**Исходный текст:**

▬▬▬

Глинский Б.Б. Александр Николаевич Пыпин: (Материалы для
биографии и характеристики) // Исторический вестник. СПб., 1905. Т. 99, кн. 1.
С. 281-282.
<...>
Вспоминая
в одном из следующих писем (без даты), как часто Н. Чернышевский в беседе с ним
цитирует разные места из сочинений Гоголя, Пыпин говорит, между прочим: «Николя
многие места (следует указание этих мест) приводить слово в слово и всегда
производить необыкновенный эффект (заметь: я теперь почитатель-поклонник
Гоголя. Я его любил и прежде, а теперь я просто обожаю его). Николя во многом,
очень многом, имел на меня влияние, особенно теперь». Личность этого «Николи»
постоянно притягивает его внимание, он пытается глубже проникнуть в этот
загадочный характер, нарисовать себе и другим духовный образ этого человека и
заставить всех окружающих, и в том числе и своих товарищей юности, полюбить и
оценить его.. Почти во всех письмах к Д.Л. Мордовцеву он возвращается к этому,
волнующему его предмету и, упоминая о занятиях своего двоюродного брата, о его
знакомых, о книгах, который он приносил ему читать (главным образом Диккенса в
подлиннике), постоянно делает экскурсии в область анализа характера Николая
Гавриловича. Так, в ноябрьском письме (без даты) он говорит: «Он, т.е.

▬▬▬

Сохранённые записи
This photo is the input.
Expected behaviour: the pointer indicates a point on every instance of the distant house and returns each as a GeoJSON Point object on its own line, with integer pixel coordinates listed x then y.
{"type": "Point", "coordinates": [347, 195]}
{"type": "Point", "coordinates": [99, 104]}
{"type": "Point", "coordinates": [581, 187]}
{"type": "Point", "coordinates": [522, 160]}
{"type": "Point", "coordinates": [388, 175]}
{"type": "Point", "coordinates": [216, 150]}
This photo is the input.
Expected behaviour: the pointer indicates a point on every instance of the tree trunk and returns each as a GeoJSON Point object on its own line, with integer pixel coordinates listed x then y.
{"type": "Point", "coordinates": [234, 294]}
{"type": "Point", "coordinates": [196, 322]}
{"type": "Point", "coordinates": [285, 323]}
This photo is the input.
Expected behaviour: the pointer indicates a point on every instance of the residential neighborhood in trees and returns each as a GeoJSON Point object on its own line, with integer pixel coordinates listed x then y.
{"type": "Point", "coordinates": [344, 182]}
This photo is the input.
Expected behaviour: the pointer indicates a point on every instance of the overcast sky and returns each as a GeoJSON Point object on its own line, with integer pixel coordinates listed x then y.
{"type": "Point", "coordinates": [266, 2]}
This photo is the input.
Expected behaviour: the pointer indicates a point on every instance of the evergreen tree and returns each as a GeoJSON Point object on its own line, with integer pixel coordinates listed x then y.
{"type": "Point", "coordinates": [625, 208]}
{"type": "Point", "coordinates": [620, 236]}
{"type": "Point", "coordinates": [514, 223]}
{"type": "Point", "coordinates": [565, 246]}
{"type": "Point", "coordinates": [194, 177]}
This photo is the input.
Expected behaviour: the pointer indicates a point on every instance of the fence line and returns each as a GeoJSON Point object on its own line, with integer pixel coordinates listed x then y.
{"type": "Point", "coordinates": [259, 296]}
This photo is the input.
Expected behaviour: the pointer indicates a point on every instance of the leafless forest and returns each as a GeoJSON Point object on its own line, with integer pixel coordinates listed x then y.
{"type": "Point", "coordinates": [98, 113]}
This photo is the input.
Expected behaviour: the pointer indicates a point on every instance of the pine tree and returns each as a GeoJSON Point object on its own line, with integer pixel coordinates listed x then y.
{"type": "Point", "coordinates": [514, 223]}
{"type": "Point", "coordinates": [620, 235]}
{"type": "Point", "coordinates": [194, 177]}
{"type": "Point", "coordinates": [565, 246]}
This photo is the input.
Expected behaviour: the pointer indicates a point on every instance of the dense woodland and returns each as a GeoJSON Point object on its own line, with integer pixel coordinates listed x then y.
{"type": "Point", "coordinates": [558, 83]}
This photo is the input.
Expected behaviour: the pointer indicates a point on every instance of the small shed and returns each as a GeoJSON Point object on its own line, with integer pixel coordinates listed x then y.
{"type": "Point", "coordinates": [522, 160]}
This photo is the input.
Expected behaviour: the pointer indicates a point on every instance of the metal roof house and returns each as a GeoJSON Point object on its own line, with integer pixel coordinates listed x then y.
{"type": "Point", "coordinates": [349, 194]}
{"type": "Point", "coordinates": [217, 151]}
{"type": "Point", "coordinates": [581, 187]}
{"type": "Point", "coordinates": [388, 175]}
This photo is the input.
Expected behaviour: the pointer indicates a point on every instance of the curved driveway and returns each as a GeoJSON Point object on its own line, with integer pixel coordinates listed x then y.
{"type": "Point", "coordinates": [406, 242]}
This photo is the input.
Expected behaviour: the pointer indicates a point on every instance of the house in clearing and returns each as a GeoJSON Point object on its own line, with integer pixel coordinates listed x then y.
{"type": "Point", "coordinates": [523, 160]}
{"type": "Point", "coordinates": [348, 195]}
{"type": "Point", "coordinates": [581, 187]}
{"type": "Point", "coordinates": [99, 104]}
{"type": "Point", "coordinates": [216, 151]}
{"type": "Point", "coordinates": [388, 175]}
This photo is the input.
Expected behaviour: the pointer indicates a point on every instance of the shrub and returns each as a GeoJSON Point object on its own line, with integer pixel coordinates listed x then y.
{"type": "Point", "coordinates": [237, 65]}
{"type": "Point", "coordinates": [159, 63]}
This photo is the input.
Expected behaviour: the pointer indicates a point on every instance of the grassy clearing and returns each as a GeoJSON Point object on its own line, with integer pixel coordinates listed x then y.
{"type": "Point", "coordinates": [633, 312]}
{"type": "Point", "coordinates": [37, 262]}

▬▬▬

**Задание:** Какие книги, если верить тексту о Пыпине, двоюродный брат приносил ему читать?

**Полное решение:** Главным образом книги Диккенса в подлиннике.